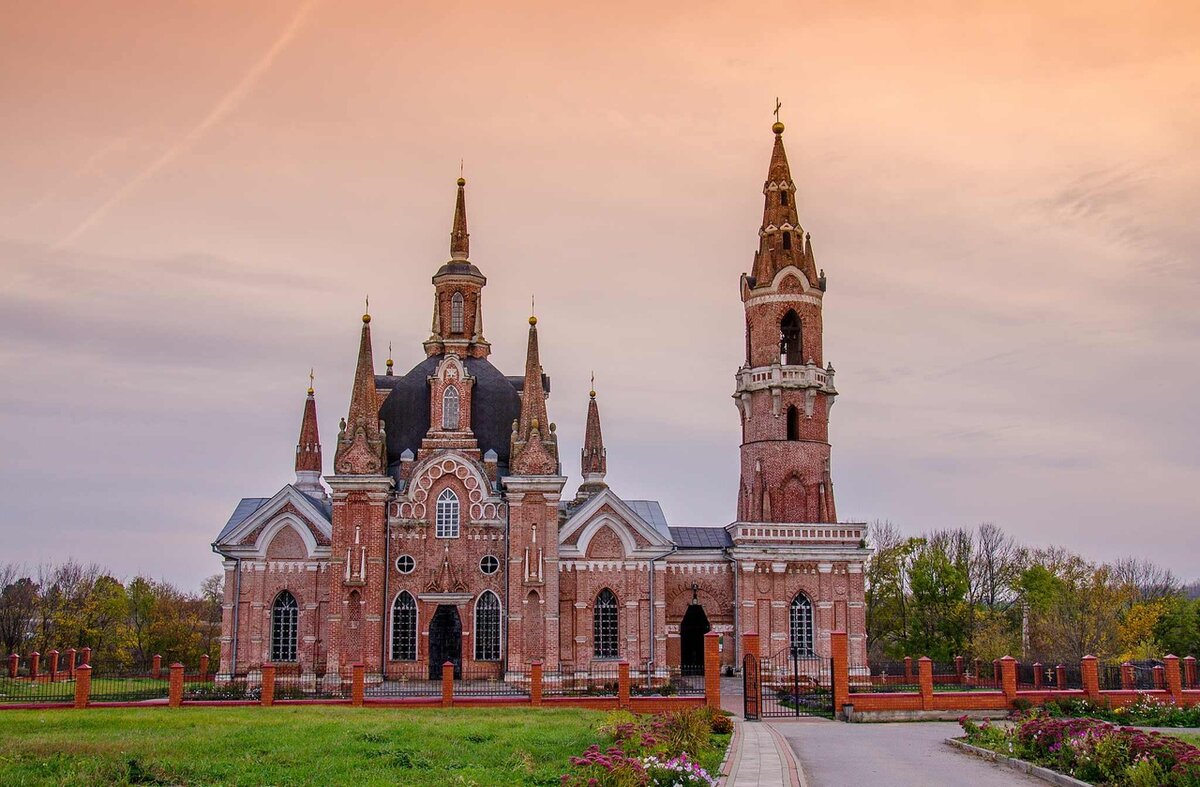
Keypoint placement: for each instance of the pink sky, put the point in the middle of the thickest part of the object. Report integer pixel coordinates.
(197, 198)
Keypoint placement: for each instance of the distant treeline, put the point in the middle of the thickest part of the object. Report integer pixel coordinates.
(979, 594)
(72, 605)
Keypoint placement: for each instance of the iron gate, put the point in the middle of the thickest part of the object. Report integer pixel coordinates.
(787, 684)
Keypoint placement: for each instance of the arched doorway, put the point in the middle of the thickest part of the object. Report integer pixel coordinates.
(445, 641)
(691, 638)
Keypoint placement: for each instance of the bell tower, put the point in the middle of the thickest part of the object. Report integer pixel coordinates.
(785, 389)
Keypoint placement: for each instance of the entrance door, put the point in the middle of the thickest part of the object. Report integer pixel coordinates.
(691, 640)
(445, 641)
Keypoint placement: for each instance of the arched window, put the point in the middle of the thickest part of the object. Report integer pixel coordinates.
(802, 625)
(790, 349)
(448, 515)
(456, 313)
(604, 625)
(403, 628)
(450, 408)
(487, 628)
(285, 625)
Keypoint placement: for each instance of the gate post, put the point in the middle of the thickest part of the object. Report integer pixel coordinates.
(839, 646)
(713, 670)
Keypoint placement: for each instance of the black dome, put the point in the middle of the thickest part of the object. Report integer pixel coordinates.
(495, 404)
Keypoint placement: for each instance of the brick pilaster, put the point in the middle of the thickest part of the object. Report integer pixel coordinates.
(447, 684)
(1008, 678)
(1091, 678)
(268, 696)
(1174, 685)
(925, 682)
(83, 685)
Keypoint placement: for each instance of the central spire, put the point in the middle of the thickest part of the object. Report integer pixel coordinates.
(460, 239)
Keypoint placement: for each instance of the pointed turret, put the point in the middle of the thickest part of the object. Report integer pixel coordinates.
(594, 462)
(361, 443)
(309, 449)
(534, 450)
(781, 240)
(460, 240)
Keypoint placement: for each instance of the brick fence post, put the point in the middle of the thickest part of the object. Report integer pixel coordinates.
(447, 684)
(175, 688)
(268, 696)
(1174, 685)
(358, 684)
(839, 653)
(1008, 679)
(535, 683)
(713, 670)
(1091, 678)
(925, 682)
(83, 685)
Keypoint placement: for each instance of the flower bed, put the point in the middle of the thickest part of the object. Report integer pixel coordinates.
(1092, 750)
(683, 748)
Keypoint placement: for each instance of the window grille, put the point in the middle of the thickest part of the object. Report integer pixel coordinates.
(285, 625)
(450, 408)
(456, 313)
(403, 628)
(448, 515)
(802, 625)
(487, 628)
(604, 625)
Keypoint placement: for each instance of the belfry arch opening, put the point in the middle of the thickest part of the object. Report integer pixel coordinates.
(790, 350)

----------------

All entries must be written out again exactly as given, with no pictures in the copy.

Keypoint placement: for each instance of the pink sky, put the point in the middle of the thickest part of the object. Report integer pixel coordinates.
(197, 198)
Keypoint placement: for each instance of the distant treeline, put the point in the middle of the thickest part of the object. Report integer pixel coordinates.
(979, 594)
(72, 605)
Keypoint placement: for each instance of the iron gate, put the point in the middle of the thickest part of the object. Report integer pixel coordinates.
(787, 684)
Keypoint placement: for each instance of the arched doorway, put the point in the middle of the thickest part of the object. Report integer pixel coordinates.
(445, 641)
(691, 638)
Keypoint placement: for each instance of the bell tower, put the point in the middle of the thickest part of the object. Report integer pixel coordinates.
(785, 389)
Keypoint placement: for each instance of the entrance door, put the point in the middle of the thickest part of the object. Report integer pixel coordinates.
(691, 640)
(445, 641)
Keypoint placement: for each instance of the arched window, put the point in the middle of the thickest part of the object. Report integer pixel coordinates.
(802, 625)
(790, 349)
(448, 515)
(456, 313)
(604, 625)
(403, 628)
(450, 408)
(487, 628)
(285, 625)
Keypoint placement: for each instance of the gate post, put the point in the middle of the thickest part of the object. Report integer pixel coordinates.
(839, 646)
(713, 670)
Keypoint placement: for each instance of the black dome, put the point in the middle of the thickest part of the object. Report integer pixel coordinates.
(495, 404)
Keypoint placement: for each instance of the brick pilaster, put the point in the middle of the thickest part of the object. Report integer pixel coordinates.
(447, 684)
(1008, 678)
(1091, 678)
(268, 696)
(1174, 685)
(925, 682)
(83, 685)
Keypoint placement: for each instance of the central spire, put the point in the middle of the thickest part of the object. Report integer pixel coordinates.
(460, 239)
Keypoint placement: for each instance of the pointed turret, put the point in the middle of the thickest part of the object. Report integer pixel coordinates.
(594, 462)
(361, 443)
(309, 449)
(534, 450)
(781, 240)
(460, 240)
Keypoint placement: for each instance of the brick fence post, put the point in the middle of the thickest part of the object. Report integer pixel coordinates.
(447, 684)
(175, 688)
(268, 696)
(1174, 685)
(358, 684)
(839, 653)
(1008, 679)
(535, 683)
(713, 670)
(1091, 678)
(925, 682)
(83, 685)
Keypoint placement: for each instance of the flower bed, put the point in the middle of the thickest part of the object. Report integer pixel coordinates.
(1092, 750)
(683, 748)
Keypoint placement: for each instance of the window grille, put the point in the middle of the thickest part of the object. Report integer pixel coordinates.
(285, 625)
(450, 408)
(456, 313)
(403, 628)
(448, 515)
(802, 625)
(487, 628)
(604, 625)
Keypoint placement: for each instance of the belfry arch opening, put the point in the middle of the thickest part of the object. Report integer pixel coordinates.
(790, 350)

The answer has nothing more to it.